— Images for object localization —

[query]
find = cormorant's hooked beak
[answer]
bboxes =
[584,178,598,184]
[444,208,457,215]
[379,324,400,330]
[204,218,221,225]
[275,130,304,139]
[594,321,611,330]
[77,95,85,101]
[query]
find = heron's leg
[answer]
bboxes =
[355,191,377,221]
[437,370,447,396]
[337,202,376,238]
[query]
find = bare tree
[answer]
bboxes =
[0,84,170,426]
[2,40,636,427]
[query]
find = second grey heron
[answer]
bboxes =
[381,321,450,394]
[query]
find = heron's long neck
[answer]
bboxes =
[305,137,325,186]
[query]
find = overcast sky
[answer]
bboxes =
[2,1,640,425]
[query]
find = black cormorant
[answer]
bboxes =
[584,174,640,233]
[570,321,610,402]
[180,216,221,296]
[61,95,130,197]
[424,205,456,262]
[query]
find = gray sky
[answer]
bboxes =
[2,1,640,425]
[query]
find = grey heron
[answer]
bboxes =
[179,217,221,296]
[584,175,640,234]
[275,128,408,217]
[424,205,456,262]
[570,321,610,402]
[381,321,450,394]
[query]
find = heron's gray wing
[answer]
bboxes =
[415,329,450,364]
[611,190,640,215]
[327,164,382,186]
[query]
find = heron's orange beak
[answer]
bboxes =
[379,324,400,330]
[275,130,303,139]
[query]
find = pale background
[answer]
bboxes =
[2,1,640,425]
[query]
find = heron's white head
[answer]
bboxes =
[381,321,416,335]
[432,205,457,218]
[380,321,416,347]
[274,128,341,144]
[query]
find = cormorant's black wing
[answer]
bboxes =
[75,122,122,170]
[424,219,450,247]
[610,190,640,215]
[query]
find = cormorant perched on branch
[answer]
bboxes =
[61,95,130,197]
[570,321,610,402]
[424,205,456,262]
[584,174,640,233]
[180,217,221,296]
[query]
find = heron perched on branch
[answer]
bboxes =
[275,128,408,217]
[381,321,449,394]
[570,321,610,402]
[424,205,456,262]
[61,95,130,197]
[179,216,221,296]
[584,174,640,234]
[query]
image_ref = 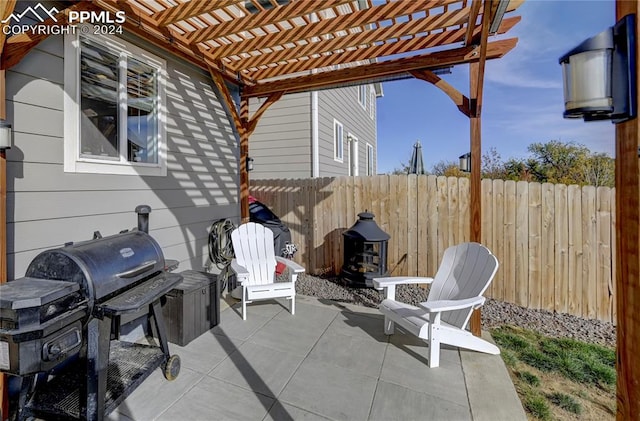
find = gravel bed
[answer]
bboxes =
[295,273,616,348]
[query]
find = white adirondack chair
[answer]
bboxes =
[373,242,500,368]
[230,222,305,320]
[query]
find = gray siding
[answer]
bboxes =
[318,86,377,177]
[249,92,311,179]
[5,27,239,279]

— Exercise description —
Reproduce word for word the lines from the line with "find = cormorant perched on branch" to the end of the entries above, both included, but leave the pictures out.

— Written solution —
find = cormorant perched on branch
[answer]
bboxes =
[61,95,130,197]
[570,321,610,402]
[424,205,456,262]
[584,174,640,233]
[180,217,221,296]
[query]
find = heron perched on branch
[answer]
bboxes =
[275,128,408,217]
[381,321,449,394]
[570,321,610,402]
[424,205,456,262]
[61,95,130,197]
[179,216,221,296]
[584,174,640,234]
[query]
image_ref = 
find = gravel bed
[answer]
bboxes =
[295,273,616,348]
[query]
find = white adirondack chair
[answer]
bboxes =
[373,242,500,368]
[230,222,305,320]
[query]
find = gray siding
[answer]
bboxes =
[318,86,377,177]
[249,92,311,179]
[5,27,239,279]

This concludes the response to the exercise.